### Description of the task
Provide a verbatim copy of the data below.

Collected data
========================================================================

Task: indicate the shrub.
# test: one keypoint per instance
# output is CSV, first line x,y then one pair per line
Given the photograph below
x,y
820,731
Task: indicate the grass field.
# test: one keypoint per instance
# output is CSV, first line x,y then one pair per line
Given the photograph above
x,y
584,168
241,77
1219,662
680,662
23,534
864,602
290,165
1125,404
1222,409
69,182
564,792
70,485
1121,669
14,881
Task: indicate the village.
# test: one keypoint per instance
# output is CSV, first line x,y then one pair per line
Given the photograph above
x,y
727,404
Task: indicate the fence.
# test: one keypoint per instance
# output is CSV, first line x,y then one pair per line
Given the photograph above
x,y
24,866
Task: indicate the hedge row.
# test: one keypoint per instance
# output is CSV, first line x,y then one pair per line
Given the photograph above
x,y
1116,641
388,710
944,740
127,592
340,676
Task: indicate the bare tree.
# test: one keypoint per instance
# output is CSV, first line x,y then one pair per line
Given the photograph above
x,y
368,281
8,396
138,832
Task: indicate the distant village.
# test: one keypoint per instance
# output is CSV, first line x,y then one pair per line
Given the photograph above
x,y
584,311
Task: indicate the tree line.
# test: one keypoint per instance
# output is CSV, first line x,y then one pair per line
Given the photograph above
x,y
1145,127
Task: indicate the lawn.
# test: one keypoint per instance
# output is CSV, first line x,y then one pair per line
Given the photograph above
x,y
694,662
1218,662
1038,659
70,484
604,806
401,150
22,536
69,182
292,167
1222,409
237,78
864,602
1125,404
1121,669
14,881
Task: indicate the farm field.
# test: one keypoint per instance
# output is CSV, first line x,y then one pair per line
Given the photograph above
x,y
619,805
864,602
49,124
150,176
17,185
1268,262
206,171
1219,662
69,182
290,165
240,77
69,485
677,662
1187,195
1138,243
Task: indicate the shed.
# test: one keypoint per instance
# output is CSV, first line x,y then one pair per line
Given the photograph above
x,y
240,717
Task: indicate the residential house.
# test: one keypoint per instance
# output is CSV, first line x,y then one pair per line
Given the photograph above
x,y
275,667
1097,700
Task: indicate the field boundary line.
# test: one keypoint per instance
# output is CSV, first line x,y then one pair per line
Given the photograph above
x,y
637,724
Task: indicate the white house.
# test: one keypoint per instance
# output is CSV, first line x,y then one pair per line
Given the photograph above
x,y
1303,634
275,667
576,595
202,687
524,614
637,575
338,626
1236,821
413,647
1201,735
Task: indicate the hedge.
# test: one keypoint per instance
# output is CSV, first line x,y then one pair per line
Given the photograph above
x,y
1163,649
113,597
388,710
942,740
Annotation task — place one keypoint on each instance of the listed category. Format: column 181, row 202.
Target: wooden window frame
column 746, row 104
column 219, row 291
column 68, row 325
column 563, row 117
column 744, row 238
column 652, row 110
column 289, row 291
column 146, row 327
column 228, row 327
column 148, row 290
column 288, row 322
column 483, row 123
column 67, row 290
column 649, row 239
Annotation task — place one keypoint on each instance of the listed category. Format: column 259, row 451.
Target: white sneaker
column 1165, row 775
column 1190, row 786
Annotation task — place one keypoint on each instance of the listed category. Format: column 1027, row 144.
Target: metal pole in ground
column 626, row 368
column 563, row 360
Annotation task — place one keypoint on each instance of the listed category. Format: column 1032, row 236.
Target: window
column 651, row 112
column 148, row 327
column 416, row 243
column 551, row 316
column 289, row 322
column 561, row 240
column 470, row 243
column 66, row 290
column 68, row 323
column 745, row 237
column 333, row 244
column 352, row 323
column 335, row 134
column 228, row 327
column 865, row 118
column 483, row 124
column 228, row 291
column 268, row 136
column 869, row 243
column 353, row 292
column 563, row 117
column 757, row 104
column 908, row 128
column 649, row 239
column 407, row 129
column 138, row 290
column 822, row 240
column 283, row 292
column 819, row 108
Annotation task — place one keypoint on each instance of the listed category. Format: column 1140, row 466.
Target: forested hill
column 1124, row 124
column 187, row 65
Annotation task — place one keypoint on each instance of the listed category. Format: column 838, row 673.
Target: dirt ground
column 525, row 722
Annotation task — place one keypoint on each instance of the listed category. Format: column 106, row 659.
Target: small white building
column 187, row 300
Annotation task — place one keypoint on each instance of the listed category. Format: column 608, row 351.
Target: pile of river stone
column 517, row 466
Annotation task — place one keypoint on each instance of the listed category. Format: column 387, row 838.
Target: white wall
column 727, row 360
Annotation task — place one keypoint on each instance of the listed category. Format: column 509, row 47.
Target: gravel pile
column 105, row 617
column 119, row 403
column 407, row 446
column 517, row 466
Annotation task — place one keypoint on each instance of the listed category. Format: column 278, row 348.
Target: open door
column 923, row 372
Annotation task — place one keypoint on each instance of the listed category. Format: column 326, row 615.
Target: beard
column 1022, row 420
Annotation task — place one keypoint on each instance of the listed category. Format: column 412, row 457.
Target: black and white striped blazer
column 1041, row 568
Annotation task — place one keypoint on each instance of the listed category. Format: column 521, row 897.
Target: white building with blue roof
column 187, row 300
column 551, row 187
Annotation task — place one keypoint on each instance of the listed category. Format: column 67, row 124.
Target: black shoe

========================================================================

### Result of the task
Task: indicate the shrub.
# test: one keypoint per instance
# output is CSV, first line x,y then one pair per line
Given the photograph below
x,y
820,731
Task: indicate the grass field.
# test: one keypoint per instance
# output is CSV, first line x,y then one pair per line
Given the photograph above
x,y
584,168
241,77
1219,662
680,662
23,534
864,602
290,165
1125,404
1222,409
69,182
564,792
70,485
1121,669
14,881
Task: indicate the village.
# test: one keypoint per instance
# output is CSV, first line x,y then one pair per line
Given the photograph above
x,y
727,404
Task: indicate the fence.
# test: one keypoint per instance
# output is CSV, first line x,y then one pair per line
Given the photograph above
x,y
24,866
Task: indicate the hedge row.
# test: one keypoint per instance
# output is CSV, first line x,y then one pair per line
Given the photograph above
x,y
1116,641
388,710
944,740
127,592
340,676
Task: indicate the bare tree.
# test: one keypoint per instance
# output is CSV, first line x,y then one pair per line
Given the photograph above
x,y
368,281
8,396
138,832
Task: indicate the distant village.
# test: one keypoint per instance
# output is CSV, first line x,y then one pair per line
Given the photograph above
x,y
584,311
Task: indicate the tree line.
# test: one keypoint per instance
# output is CSV, first line x,y then one pair per line
Given the photograph above
x,y
1145,127
Task: indicate the lawn.
# test: one keypoint per instance
# output is CSV, first line x,y then one pair per line
Given the photograph above
x,y
694,662
1218,662
1038,659
70,484
604,806
401,150
22,536
69,182
292,167
1222,409
237,78
864,602
1125,404
1121,669
14,881
Task: indicate the farm field.
# test: one keypoint per instance
# output is CSV, first line x,y then one pair per line
Given the photograph above
x,y
619,805
864,602
49,124
150,176
17,185
1268,262
206,171
1219,662
69,182
290,165
240,77
69,485
677,662
1187,195
1138,243
Task: indicate the shed.
# test: one keypoint per instance
# output is CSV, first line x,y then one pair per line
Given the photograph above
x,y
240,717
Task: indicate the residential house.
# test: one keypoint per instance
# output is CSV, first line x,y then one pair per line
Given the photograph above
x,y
275,667
1097,700
Task: indicate the field boundary line.
# test: one keypoint per instance
# output is CSV, first line x,y then one pair per line
Given the photograph above
x,y
637,724
Task: indicate the white house.
# test: one keypoint per instance
# output is CSV, first line x,y then one pair per line
Given the photograph above
x,y
1303,634
275,667
576,595
202,687
524,614
637,575
338,626
1236,821
413,647
1201,735
Task: indicate the hedge.
# test: one keypoint per instance
# output is CSV, first line x,y then one pair per line
Given the photograph above
x,y
1163,649
113,597
388,710
942,740
Annotation task — place one keypoint on each instance of the listed category. Format: column 181, row 202.
Target: wooden window frame
column 746, row 104
column 219, row 291
column 68, row 325
column 563, row 117
column 744, row 238
column 652, row 110
column 289, row 291
column 146, row 327
column 228, row 327
column 148, row 290
column 288, row 322
column 483, row 123
column 67, row 290
column 649, row 239
Annotation task — place one keypoint on each instance of the listed category. Format: column 259, row 451.
Target: white sneaker
column 1165, row 775
column 1190, row 786
Annotation task — place one keypoint on each instance of the listed category. Format: column 1027, row 144.
Target: metal pole in ground
column 626, row 368
column 563, row 360
Annotation task — place one keypoint on each instance of the listed category. Format: column 1032, row 236.
Target: window
column 651, row 112
column 148, row 327
column 416, row 243
column 551, row 316
column 289, row 322
column 561, row 240
column 470, row 243
column 66, row 290
column 68, row 323
column 745, row 237
column 333, row 244
column 352, row 323
column 335, row 134
column 228, row 327
column 865, row 118
column 483, row 124
column 228, row 291
column 268, row 136
column 869, row 243
column 353, row 292
column 563, row 117
column 757, row 104
column 908, row 128
column 649, row 239
column 407, row 129
column 138, row 290
column 822, row 240
column 283, row 292
column 819, row 108
Annotation task — place one keypoint on each instance of the listed category. Format: column 1140, row 466.
Target: forested hill
column 1124, row 124
column 187, row 65
Annotation task — place one keypoint on each instance of the listed category. Format: column 838, row 673.
Target: dirt ground
column 525, row 722
Annotation task — place one keypoint on each instance of the listed category. Format: column 106, row 659.
Target: small white building
column 187, row 300
Annotation task — place one keypoint on each instance of the listed category. Format: column 608, row 351.
Target: pile of river stone
column 517, row 466
Annotation task — place one keypoint on each instance of the listed category. Format: column 387, row 838.
Target: white wall
column 727, row 360
Annotation task — place one keypoint on each instance of the listed category. Format: column 509, row 47.
Target: gravel pile
column 105, row 617
column 119, row 403
column 407, row 446
column 517, row 466
Annotation task — place one keypoint on each instance of the listed category. Format: column 278, row 348.
Target: open door
column 923, row 372
Annotation task — place one keypoint on each instance of the listed category. Format: column 326, row 615.
Target: beard
column 1022, row 420
Annotation task — place one keypoint on each instance of the listed category. Format: column 412, row 457.
Target: black and white striped blazer
column 1041, row 568
Annotation task — place one keypoint on each instance of the listed category. Format: column 521, row 897.
Target: white building with blue roof
column 187, row 300
column 551, row 187
Annotation task — place one keypoint on each instance of the listed category. Format: column 67, row 124.
Target: black shoe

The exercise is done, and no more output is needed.